▶ PROMPT:
Copy the lines below exactly, beginning with the line that contains "of the muddy" and continuing through the line that contains "column 291, row 20", and output only those lines.

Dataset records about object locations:
»»

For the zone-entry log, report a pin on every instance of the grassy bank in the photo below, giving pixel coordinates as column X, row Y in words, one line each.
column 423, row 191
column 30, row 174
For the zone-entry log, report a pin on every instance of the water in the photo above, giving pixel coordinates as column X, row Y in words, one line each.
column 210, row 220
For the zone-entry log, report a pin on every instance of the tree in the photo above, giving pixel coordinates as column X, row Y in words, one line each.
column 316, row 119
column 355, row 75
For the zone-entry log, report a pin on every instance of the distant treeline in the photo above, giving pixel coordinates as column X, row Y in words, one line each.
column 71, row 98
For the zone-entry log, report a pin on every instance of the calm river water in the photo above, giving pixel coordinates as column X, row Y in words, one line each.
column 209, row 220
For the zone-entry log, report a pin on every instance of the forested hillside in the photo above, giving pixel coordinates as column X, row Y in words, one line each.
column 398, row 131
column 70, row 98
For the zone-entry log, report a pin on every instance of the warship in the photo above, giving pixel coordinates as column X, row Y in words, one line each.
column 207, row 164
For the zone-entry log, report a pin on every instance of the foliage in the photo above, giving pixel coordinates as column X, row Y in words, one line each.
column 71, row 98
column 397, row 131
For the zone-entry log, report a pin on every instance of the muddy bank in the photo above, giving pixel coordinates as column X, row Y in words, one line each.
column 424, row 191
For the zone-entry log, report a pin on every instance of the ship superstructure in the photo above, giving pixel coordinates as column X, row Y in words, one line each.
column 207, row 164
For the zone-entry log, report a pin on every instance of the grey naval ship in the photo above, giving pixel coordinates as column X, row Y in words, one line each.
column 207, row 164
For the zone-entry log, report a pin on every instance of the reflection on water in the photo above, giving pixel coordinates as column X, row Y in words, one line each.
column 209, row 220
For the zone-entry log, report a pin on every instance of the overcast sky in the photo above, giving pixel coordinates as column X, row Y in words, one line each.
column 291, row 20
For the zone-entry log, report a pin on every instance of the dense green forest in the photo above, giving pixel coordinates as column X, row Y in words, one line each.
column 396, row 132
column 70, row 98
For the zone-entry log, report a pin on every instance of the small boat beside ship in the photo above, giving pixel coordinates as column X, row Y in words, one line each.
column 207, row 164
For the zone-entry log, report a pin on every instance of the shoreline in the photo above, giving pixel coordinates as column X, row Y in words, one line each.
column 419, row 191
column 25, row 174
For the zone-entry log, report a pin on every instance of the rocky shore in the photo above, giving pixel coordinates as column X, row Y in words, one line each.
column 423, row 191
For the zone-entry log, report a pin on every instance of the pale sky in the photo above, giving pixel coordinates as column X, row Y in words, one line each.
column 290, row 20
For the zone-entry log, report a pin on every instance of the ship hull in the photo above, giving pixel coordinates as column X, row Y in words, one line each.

««

▶ RESPONSE:
For the zone-entry log, report a pin on every instance of the muddy bank in the photo above, giving pixel coordinates as column X, row Y in words, one line each.
column 424, row 191
For the zone-entry log, report a pin on every instance of the ship superstructure in the photo above, giving pixel coordinates as column X, row Y in words, one line each.
column 207, row 164
For the zone-entry log, report a pin on every instance of the grey naval ship in the photo above, giving pixel coordinates as column X, row Y in words, one line each.
column 207, row 164
For the zone-entry log, report a pin on every instance of the reflection on water in the photo above, giving pixel coordinates as column X, row Y in words, one line each.
column 209, row 220
For the zone-entry log, report a pin on every instance of the overcast sky in the photo above, giving pixel coordinates as column X, row Y in words, one line each.
column 291, row 20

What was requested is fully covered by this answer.